O poeta Augusto de Campos, um dos criadores do movimento da poesia concreta, se considera quase que um brasiliense. Ele e a mulher, Ligia, visitam a cidade com certa frequência, desde a década de 1980, quando um dos seus filhos, Roland Campos, passou a lecionar na Universidade de Brasília. Augusto esteve de passagem por Brasília, na semana passada, para participar do seminário Arte e ciência, promovido pelo Departamento de Literatura da UnB. No evento, apresentou uma performance de poesia, acompanhado pelo filho Cid Campos. Nesta entrevista, ele fala sobre Brasília, Oswald de Andrade, poesia, vida, morte e futebol.
;Quero ser surpreendido;
Como despertou para o mundo da poesia?
Eu e meu irmão Haroldo estudamos no Colégio São Bento, em São Paulo, que oferecia um ensino privilegiado e havia sido frequentado pelo Oswald de Andrade. No primeiro ano em que o espanhol foi introduzido institucionalmente, li o Dom Quixote, de Cervantes. Nós estudávamos oito anos de latim. Aprendíamos inglês, francês e espanhol. Havia a possibilidade de aprender grego. Tínhamos colegas brilhantes como é o caso do Boris Fausto, que era poeta e se tornou historiador, um dos sujeitos mais inteligentes que conheci. Quando comecei a fazer os meus primeiros poemas tinha 15 anos, eram uns sonetos. Em casa, o meu pai, sem ser um especialista, era muito dotado para a arte. Por meio dele, ouvi Camões, de quem ele fazia uma paródia em trecho que mencionava um certo Eurico: ;Quem sabe eu rico em outros climas;. Alcançamos o nível de classe média alta, mas veio o crack da bolsa e nós decaímos na escala social e tivemos de morar em uma pensão durante algum tempo até meu pai recuperar a antiga condição.
E a ascendência baiana, de onde vem?
Minha família era paulista de uma família quatrocentona. Depois que lemos James Joyce e Yeats, ficamos satisfeitos de saber que o meu bisavô era irlandês e minha bisavó baiana. Quem sabe a minha afeição pelos baianos vem daí.
Mas quando escreveu os primeiros poemas?
Comecei a desenhar e o Haroldo a escrever uns contos, que vendíamos a nossas tias. O meu pai achou muita graça e mandou fazer um carimbo oval com os dizeres: Escritório Irmãos Campos.

» **TAREFAS A CUMPRIR**:
A - Na entrevista com Augusto de Campos, que idade ele tinha quando começou a fazer os primeiros poemas?
B - Escreva o trecho seguinte da entrevista com Augusto de Campos, começando logo depois da última frase.
Os itens vêm de uma fonte diferente da entrevista com Augusto de Campos.

» **ITENS FORNECIDOS**:
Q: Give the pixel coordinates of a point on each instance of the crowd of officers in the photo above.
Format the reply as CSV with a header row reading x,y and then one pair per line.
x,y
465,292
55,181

» **RESPOSTAS DADAS**:
A - Tinha 15 anos.

B -
É daí que o Oswald de Andrade tirou a história de que vocês constituíam uma firma de poesia?
Não, isso ocorreu muito depois. Nós conhecemos Oswald em 1946, quando eu tinha 18 anos. Nenhum de nós tinha livro publicado, mas como éramos amigos do crítico Mário da Silva Brito, ele nos apresentou Oswald. A uma certa altura ele se entusiasmou com a conversa, foi até o armário e retirou o livro Poemas reunidos e ofereceu um exemplar para cada um de nós (Augusto de Campos, Haroldo de Campos e Décio Pignatari). Neste mesmo ano, ele pegou uma edição do romance Serafim Ponte Grande e autografou: ;Aos irmãos Haroldo e Augusto de Campos, firma de poesia;. Depois disso, tivemos muito outros encontros com ele.
Qual o impacto da presença do Oswald na formação de vocês?
Ele exerceu uma influência enorme. A Maria Antonieta D;Alkimin contou que, à noite, ele ia para a geladeira e comia doce escondido. Tinha diabetes, foi escalpelado, usava boina para dissimular. Levei alguns poemas do livro Poetamenos e o Décio levou uns contos. Parece que o Oswald gostou, pois três dias depois, ele escreveu uma crônica, desancando a geração de 1945 e comentando que, apesar disso, havia gente jovem pesquisando. Nos citou (Augusto de Campos, Haroldo de Campos e Décio Pignatari) e um certo Goulart, que era o Ferreira Gullar. Ele leu A luta corporal, que chegou até ele pelo Oliveira Bastos, e gostou muito. Acho que ele teria gostado muito do poema Beba Coca-Cola, que Décio escreveria algum tempo depois. Oswald era muito bom para atacar, mas não tinha mágoa dos adversários de polêmica. No outro dia, ele abraçava todo mundo. Era gordinho, alegre e ridente.
E como era a relação de vocês com o Oliveira Bastos (que também foi editor-chefe do Correio, na década de 1980)?
Ele era um pouco parecido com o Oswald. Certa vez nós brigamos e ficamos sem nos falar. O José Lino Grunewald e o Mario Faustino me convidaram para uma conversa com o Oliveira. Eu estava sentando, pensando no que ia falar: vou arrasar o Bastos. Ele era redondo, mulato e falante, já entrou no apartamento de braços abertos: ;Augusto, entrega isso a Deus;. Partimos para o abraço, saímos juntos, fomos à biblioteca e ele me mostrou um poema de Sousândrade: ;Risadas de raposas bêbadas;. Na época, não havia xerox, copiei uma parte do poema à mão e depois consegui um microfilme. Comentei que ele deveria escrever um aritgo sobre o Sousândrade, mas ele passou a bola para nós: ;Não, isso é para vocês;. Mostrei para o Haroldo, ele ficou entusiasmado e começou a escrever uma série de artigos que recolocaram Sousândrade em circulação.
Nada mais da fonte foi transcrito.